GIVEN PASSAGE:
Peptide Mapping Using Intelligent Data Capture on Vion IMS QTof

Importance of the topic

Liquid chromatography–mass spectrometry is widely used for detailed characterization of biomolecules. However, standard peptide mapping workflows produce extensive data files and background noise, which can overload storage systems and delay data analysis.

Goals and study overview

This work demonstrates the benefits of enabling Waters Intelligent Data Capture (IDC) on the Vion IMS QTof mass spectrometer. The study uses a reduced, alkylated, tryptic digest of NIST monoclonal antibody injected in triplicate under conditions with IDC disabled and enabled at thresholds of 5, 10, and 20 counts.

Methodology and instrumentation

Reversed-phase LC–MS/MS experiments were performed using a data-independent acquisition method (LC-MS^E) featuring alternating low- and high-collision energy scans. The experimental design compares total ion chromatograms, file sizes, percentage reduction, and data processing times across the four conditions.

DATA EXTRACTS:

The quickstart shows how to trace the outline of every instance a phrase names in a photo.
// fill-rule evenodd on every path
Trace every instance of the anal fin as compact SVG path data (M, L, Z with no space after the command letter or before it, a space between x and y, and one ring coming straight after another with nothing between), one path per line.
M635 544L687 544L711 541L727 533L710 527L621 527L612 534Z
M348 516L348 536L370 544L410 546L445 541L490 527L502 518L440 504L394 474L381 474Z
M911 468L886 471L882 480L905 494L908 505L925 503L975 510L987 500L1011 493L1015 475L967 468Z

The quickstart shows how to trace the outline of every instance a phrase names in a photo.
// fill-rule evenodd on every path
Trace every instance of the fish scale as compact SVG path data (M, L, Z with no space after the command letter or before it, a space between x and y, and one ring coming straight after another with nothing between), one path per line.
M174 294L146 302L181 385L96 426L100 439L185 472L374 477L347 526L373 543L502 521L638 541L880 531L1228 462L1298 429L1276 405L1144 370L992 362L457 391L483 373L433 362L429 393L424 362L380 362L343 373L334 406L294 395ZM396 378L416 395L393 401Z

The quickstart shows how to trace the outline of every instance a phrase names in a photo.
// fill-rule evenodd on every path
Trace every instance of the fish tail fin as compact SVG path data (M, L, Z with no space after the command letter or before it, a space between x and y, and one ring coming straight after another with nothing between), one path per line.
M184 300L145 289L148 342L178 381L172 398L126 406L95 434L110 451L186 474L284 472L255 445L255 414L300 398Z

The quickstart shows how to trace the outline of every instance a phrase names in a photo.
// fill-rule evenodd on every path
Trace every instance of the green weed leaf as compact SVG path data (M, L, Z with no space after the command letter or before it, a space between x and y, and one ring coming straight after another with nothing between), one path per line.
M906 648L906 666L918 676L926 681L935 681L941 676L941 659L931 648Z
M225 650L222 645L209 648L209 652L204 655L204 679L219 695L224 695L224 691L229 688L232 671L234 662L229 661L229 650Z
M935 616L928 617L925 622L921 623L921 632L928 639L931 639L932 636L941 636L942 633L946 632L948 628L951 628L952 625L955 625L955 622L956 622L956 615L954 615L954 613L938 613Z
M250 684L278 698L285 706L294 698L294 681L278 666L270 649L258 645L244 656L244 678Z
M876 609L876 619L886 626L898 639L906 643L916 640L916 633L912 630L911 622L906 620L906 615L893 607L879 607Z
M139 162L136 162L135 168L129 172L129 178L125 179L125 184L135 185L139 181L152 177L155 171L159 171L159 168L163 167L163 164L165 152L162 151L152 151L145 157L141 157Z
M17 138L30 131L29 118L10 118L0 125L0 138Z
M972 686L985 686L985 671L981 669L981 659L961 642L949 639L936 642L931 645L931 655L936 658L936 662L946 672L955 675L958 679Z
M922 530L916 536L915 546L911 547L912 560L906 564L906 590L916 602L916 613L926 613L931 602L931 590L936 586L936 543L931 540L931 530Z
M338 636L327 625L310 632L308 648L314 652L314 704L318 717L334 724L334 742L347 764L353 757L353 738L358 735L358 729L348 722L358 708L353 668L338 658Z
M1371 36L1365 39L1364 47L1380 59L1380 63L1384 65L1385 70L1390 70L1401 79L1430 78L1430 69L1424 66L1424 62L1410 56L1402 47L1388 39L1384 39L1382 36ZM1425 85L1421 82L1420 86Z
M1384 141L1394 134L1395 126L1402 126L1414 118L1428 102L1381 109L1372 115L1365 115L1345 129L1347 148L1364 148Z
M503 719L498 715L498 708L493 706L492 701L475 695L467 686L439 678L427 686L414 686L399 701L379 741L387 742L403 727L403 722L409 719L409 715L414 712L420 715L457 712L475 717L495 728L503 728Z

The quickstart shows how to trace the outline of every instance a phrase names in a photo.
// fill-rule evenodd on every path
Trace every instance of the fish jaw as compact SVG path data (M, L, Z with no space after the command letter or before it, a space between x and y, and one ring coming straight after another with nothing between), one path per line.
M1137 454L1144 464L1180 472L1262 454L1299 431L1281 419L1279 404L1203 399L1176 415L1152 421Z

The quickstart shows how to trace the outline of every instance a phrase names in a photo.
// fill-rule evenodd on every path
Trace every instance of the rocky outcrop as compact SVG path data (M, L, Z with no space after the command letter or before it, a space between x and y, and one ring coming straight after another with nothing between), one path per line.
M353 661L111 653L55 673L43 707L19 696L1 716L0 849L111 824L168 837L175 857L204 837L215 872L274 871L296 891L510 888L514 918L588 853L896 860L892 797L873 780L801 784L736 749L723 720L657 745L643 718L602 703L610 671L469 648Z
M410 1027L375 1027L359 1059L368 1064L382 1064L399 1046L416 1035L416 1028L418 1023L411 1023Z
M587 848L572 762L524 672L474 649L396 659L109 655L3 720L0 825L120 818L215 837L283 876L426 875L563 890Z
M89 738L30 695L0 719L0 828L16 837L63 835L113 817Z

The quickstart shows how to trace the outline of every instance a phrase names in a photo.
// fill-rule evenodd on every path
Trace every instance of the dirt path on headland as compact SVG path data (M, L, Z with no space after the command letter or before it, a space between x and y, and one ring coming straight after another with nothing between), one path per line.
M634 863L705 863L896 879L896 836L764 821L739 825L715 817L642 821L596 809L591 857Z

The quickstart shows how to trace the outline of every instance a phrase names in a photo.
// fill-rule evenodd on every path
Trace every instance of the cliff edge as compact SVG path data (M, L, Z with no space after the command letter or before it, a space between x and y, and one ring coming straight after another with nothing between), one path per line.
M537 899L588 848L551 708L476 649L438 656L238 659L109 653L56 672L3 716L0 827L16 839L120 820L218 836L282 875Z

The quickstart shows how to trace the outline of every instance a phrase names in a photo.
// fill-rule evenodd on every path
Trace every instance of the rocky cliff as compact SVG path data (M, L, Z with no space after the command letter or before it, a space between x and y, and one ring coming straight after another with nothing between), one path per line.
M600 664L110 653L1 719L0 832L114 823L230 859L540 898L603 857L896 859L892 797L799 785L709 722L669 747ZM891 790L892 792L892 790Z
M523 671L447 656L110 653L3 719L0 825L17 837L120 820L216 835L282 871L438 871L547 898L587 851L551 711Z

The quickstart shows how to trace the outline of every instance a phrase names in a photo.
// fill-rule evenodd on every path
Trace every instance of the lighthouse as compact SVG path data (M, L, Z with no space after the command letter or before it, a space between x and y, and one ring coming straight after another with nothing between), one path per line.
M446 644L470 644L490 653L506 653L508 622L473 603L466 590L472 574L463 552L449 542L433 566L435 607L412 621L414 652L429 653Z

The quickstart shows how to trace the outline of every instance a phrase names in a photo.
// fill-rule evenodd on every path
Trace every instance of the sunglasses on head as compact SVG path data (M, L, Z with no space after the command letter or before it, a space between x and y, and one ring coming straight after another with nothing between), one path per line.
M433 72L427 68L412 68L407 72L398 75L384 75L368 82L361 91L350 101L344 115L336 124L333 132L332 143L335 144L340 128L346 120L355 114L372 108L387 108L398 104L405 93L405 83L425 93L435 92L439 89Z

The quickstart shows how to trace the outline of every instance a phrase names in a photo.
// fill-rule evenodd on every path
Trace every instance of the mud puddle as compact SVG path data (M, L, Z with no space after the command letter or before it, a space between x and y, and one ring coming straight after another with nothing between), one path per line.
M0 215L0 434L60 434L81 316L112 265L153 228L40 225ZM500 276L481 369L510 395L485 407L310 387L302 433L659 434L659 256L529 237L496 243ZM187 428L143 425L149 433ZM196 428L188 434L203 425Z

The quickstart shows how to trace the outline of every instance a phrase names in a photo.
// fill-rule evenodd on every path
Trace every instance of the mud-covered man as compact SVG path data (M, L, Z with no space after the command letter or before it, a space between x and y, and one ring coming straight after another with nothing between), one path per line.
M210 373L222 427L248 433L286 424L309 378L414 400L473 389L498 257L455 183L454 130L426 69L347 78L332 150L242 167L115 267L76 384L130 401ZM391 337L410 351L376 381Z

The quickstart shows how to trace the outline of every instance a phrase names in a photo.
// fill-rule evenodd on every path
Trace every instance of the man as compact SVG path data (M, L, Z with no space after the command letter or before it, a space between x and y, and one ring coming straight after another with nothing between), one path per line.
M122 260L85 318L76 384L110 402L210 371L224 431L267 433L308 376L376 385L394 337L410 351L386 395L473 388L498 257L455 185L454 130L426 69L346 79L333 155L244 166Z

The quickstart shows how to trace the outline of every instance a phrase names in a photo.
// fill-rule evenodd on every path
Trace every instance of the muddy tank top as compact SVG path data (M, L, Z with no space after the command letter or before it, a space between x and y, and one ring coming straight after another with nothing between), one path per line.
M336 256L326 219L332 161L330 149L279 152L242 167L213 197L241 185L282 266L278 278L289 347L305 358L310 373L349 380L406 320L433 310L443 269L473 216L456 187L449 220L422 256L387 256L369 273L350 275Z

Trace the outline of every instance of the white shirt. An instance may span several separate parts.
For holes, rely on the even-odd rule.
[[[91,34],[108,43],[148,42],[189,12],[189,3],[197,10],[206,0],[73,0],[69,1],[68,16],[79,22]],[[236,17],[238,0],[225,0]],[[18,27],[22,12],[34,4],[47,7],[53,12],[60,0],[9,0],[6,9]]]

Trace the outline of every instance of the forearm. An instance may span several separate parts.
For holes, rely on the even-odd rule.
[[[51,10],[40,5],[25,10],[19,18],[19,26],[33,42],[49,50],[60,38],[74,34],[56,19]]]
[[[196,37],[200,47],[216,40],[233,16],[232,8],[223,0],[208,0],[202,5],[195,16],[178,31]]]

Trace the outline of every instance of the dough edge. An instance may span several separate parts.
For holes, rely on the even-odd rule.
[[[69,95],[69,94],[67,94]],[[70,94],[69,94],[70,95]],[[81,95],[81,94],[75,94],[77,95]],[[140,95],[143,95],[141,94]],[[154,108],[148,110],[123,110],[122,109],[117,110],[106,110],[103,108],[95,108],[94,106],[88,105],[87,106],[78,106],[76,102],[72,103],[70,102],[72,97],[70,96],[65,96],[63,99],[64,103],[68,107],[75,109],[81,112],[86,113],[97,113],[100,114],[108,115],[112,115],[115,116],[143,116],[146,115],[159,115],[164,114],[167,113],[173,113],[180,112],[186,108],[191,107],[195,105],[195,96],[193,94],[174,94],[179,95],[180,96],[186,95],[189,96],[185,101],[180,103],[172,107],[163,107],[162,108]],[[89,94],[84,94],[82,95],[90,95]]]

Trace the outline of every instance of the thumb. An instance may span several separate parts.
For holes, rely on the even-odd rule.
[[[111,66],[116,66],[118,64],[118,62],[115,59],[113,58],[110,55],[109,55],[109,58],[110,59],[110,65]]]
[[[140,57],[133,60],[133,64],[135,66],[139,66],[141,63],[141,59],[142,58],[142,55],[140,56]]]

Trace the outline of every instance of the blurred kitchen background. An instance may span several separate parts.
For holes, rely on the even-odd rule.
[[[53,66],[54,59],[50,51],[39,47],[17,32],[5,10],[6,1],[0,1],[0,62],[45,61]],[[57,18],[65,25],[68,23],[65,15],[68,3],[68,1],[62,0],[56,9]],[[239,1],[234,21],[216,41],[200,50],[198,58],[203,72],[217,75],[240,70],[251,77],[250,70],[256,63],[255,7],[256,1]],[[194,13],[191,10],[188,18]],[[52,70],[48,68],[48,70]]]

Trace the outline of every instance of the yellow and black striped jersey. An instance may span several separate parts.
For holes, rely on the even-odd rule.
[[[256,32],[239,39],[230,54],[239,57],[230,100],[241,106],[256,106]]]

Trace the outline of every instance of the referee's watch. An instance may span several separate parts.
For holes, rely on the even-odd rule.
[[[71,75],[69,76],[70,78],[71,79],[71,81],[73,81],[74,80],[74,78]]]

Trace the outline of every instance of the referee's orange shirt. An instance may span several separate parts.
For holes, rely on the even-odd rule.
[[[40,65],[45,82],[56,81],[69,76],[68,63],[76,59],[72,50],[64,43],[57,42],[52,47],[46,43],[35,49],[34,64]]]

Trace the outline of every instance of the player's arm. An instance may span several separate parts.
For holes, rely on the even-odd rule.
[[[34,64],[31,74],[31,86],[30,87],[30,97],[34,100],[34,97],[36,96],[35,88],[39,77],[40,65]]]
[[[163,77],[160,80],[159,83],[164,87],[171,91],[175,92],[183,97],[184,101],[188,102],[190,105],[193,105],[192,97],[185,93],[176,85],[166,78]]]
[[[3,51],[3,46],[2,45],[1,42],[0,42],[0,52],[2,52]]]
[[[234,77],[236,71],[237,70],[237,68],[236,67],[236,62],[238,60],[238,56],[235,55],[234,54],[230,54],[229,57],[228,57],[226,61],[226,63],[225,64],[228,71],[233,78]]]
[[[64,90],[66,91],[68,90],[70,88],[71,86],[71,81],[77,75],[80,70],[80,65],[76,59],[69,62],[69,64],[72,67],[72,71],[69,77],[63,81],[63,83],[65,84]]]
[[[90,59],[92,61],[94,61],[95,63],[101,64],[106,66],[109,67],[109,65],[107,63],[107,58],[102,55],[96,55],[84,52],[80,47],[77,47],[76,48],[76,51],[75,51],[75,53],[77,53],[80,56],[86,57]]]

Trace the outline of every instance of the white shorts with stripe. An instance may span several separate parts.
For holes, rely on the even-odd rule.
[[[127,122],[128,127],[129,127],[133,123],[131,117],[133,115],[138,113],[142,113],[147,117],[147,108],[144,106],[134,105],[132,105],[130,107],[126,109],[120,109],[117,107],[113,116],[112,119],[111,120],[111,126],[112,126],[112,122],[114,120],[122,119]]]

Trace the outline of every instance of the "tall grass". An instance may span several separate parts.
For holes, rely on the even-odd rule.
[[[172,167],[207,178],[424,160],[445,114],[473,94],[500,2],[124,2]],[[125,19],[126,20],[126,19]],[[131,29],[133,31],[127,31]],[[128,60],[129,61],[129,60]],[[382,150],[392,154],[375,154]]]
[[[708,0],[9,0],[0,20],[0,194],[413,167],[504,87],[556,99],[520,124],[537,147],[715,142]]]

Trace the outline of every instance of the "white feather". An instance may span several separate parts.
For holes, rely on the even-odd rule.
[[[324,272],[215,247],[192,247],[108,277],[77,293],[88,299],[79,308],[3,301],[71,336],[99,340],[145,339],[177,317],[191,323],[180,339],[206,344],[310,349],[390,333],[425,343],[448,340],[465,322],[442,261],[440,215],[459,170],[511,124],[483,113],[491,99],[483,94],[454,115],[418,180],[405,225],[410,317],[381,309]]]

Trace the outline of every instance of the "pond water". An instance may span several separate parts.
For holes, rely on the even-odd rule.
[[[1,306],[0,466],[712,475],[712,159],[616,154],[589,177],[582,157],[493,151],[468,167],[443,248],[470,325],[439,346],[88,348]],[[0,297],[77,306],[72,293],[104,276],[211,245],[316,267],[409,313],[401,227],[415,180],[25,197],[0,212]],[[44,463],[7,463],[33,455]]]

EXERCISE SET:
1. Transcribe the portion of the peptide mapping text starting at "This work demonstrates" and ending at "the four conditions.".
2. Which measures does the experimental design in the peptide mapping text compare across the four conditions? List them all.
The rows are separate material, unrelated to the peptide mapping text.

TASK ANSWERS:
1.
This work demonstrates the benefits of enabling Waters Intelligent Data Capture (IDC) on the Vion IMS QTof mass spectrometer. The study uses a reduced, alkylated, tryptic digest of NIST monoclonal antibody injected in triplicate under conditions with IDC disabled and enabled at thresholds of 5, 10, and 20 counts.

Methodology and instrumentation

Reversed-phase LC–MS/MS experiments were performed using a data-independent acquisition method (LC-MS^E) featuring alternating low- and high-collision energy scans. The experimental design compares total ion chromatograms, file sizes, percentage reduction, and data processing times across the four conditions.

2.
- Total ion chromatograms
- File sizes
- Percentage reduction
- Data processing times